» **RICHIESTE**:
1. Trascrivi dall'estratto sulla comunicazione il passo che va da "È condivisibile la" fino a "qualità di quest’ultima." incluso.
2. Secondo l'estratto sulla comunicazione, quale carica ha ricoperto Donald R. Keough?
3. Indica se ciascuna affermazione concorda con l'estratto sulla comunicazione, rispondendo sì o no e citando le parole del testo che lo stabiliscono: (a) Tom Peters sostiene che la comunicazione è tutto; (b) oggi l'informazione è scarsa e difficile da trovare; (c) l'autore mette in dubbio i contenuti dei concetti esposti.

La frase è di Donald R. Keough che è stato presidente della Coca Cola. Uno dei maggiori guru del management a stelle e strisce Tom Peters è più laconico: «La comunicazione è tutto».
È condivisibile la forma con cui tali concetti sono esposti? Sicuramente lo sono i contenuti. Viviamo in un mondo iper competitivo dove «tutto può essere facilmente stampato nell’Estremo Oriente per meno di 10 dollari». Se è sempre stato vero che la percezione è realtà, ed essa è frutto della comunicazione associata, oggi lo è ancor di più. Dove l’informazione è ubiquitaria e tutti noi siamo sovra esposti ad ogni possibile forma di comunicazione. Ecco allora che la differenza risiede ancora più nella qualità di quest’ultima.

» **MATERIALE FORNITO**:
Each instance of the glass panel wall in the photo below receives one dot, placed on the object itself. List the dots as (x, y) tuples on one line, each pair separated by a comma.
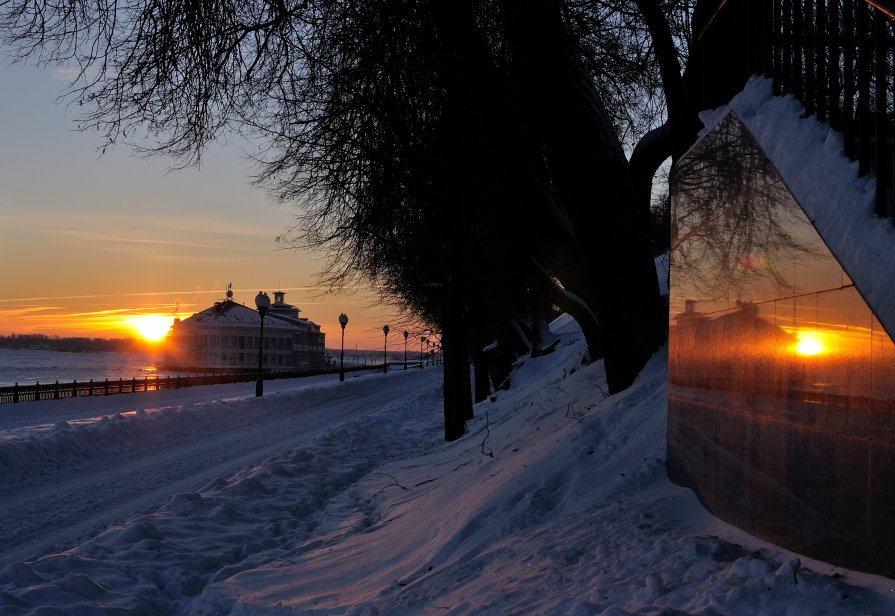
[(781, 380)]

» **LE RISPOSTE**:
1.
È condivisibile la forma con cui tali concetti sono esposti? Sicuramente lo sono i contenuti. Viviamo in un mondo iper competitivo dove «tutto può essere facilmente stampato nell’Estremo Oriente per meno di 10 dollari». Se è sempre stato vero che la percezione è realtà, ed essa è frutto della comunicazione associata, oggi lo è ancor di più. Dove l’informazione è ubiquitaria e tutti noi siamo sovra esposti ad ogni possibile forma di comunicazione. Ecco allora che la differenza risiede ancora più nella qualità di quest’ultima.

2. È stato presidente della Coca Cola.

3.
(a) Sì: "La comunicazione è tutto".
(b) No: "Dove l’informazione è ubiquitaria".
(c) No: "Sicuramente lo sono i contenuti."